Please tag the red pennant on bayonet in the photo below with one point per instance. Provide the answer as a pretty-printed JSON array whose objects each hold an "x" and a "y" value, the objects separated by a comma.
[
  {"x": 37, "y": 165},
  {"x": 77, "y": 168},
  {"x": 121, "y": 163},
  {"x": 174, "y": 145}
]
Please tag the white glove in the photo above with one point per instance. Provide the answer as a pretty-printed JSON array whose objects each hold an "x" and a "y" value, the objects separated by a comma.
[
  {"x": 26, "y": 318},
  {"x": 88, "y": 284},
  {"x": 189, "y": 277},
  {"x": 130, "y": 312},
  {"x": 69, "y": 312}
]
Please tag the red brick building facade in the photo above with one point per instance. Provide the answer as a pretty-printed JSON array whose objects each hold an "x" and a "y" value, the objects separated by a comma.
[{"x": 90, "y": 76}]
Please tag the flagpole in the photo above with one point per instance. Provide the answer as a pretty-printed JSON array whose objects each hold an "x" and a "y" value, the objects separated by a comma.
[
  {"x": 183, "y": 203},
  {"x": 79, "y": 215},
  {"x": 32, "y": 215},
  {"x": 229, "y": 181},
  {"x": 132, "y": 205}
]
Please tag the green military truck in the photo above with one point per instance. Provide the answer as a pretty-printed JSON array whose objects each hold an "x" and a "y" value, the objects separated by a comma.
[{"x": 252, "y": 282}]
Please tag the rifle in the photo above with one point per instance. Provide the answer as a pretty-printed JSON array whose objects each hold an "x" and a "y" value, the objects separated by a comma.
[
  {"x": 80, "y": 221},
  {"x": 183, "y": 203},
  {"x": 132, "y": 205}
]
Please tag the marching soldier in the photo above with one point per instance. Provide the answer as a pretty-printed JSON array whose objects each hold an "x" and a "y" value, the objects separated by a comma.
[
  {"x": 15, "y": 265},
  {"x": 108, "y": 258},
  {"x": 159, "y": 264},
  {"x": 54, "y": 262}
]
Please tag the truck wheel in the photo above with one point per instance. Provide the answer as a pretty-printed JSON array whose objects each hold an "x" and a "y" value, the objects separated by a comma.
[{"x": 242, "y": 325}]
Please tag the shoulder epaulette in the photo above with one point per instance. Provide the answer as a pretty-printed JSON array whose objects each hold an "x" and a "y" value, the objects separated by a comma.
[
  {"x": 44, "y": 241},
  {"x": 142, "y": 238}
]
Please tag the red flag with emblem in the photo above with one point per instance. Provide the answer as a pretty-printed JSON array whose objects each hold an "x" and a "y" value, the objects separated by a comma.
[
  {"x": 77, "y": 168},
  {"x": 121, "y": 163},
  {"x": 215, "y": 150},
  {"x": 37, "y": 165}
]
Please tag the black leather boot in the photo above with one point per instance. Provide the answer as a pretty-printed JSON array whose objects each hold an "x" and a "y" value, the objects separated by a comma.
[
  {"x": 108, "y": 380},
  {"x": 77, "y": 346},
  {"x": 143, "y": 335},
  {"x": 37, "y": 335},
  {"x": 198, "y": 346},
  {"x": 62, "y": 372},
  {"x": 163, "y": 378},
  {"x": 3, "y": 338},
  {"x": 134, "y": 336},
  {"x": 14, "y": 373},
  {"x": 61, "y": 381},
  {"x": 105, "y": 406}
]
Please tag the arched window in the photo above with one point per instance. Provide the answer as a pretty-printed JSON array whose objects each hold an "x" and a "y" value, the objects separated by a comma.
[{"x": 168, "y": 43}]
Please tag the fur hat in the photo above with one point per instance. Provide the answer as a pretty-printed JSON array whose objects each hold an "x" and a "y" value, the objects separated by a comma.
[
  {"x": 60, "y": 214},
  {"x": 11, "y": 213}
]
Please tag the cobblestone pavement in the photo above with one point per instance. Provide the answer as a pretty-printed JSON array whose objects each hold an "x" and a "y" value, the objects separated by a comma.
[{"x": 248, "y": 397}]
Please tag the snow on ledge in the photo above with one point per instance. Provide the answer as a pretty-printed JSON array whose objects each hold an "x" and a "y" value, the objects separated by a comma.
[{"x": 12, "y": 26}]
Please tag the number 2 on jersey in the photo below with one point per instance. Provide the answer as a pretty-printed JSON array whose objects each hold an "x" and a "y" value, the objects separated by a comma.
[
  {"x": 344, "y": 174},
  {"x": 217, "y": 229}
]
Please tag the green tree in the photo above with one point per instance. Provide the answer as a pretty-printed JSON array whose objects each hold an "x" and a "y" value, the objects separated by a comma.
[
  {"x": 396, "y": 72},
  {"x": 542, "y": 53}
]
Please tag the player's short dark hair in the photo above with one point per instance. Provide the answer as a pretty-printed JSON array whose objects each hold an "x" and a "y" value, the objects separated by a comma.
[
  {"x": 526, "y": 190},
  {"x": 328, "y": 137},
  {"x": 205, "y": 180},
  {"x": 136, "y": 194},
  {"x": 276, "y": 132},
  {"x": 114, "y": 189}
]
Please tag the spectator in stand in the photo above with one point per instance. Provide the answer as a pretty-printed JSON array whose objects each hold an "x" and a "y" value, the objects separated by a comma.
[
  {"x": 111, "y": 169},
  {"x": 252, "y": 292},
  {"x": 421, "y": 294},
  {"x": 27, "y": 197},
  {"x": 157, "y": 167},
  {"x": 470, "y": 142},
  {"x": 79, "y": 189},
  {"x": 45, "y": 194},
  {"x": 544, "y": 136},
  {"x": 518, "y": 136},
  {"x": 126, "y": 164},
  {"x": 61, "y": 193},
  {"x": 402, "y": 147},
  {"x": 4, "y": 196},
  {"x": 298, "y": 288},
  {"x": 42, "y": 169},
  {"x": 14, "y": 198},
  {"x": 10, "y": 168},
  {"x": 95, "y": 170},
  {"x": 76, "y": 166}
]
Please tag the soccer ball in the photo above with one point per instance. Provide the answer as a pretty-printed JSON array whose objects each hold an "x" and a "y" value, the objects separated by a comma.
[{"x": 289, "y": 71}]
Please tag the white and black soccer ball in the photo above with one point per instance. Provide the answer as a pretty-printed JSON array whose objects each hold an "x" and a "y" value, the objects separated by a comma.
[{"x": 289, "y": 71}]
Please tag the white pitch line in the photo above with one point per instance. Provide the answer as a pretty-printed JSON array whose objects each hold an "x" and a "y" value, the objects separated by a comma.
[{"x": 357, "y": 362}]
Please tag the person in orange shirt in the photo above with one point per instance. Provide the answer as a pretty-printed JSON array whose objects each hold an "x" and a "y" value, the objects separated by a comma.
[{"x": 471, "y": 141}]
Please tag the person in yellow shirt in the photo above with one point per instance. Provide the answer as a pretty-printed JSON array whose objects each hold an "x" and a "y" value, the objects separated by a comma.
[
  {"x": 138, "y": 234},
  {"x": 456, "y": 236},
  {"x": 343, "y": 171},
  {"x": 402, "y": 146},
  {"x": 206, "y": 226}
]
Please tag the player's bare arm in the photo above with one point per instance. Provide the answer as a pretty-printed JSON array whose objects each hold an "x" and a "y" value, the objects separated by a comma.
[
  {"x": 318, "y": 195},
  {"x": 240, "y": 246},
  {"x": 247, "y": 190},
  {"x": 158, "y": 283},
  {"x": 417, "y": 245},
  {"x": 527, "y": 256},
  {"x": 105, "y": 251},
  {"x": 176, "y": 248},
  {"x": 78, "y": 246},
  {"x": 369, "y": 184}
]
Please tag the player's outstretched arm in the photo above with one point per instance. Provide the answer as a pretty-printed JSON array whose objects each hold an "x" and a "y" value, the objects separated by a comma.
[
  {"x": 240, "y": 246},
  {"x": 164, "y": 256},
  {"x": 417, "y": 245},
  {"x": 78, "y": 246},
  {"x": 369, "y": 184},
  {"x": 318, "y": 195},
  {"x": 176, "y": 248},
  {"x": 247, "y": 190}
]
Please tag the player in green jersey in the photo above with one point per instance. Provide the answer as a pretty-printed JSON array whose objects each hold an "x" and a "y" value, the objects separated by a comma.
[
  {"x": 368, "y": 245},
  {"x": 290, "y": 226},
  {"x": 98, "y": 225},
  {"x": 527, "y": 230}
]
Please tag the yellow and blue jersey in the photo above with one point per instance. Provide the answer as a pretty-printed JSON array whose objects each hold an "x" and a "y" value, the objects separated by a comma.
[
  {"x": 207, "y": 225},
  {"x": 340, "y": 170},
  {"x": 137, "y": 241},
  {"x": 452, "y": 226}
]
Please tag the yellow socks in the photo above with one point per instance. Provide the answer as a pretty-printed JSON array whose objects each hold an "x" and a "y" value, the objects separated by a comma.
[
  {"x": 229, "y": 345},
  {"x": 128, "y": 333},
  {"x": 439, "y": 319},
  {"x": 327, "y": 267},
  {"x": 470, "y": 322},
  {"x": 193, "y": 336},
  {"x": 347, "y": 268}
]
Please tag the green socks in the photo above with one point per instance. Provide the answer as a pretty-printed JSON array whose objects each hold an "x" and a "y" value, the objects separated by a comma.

______________________________

WHAT YOU ARE ASKED TO DO: Give again only the lines of the material above that run from the one with "Please tag the yellow and" through the end, both included, exactly as they appear.

EXERCISE RESPONSE:
Please tag the yellow and blue jersey in the photo above with one point per instance. Provide the answer as a pretty-printed JSON array whose objects each hold an "x" and a "y" value, the objects separated by a comma.
[
  {"x": 207, "y": 225},
  {"x": 340, "y": 170},
  {"x": 137, "y": 241},
  {"x": 452, "y": 226}
]
Please tag the yellow socks in the photo above with one point per instance. Provide the answer as a pretty-printed JSON array whose objects each hold an "x" and a "y" value, the objects separated by a comma.
[
  {"x": 229, "y": 345},
  {"x": 128, "y": 333},
  {"x": 439, "y": 319},
  {"x": 327, "y": 267},
  {"x": 470, "y": 322},
  {"x": 193, "y": 336},
  {"x": 347, "y": 268}
]
Please tag the green socks in the photo above with one point per instance. Provide the answer as a pretty-printed JSON array whose objects each hold an "x" and a "y" value, the objects separated by a comma.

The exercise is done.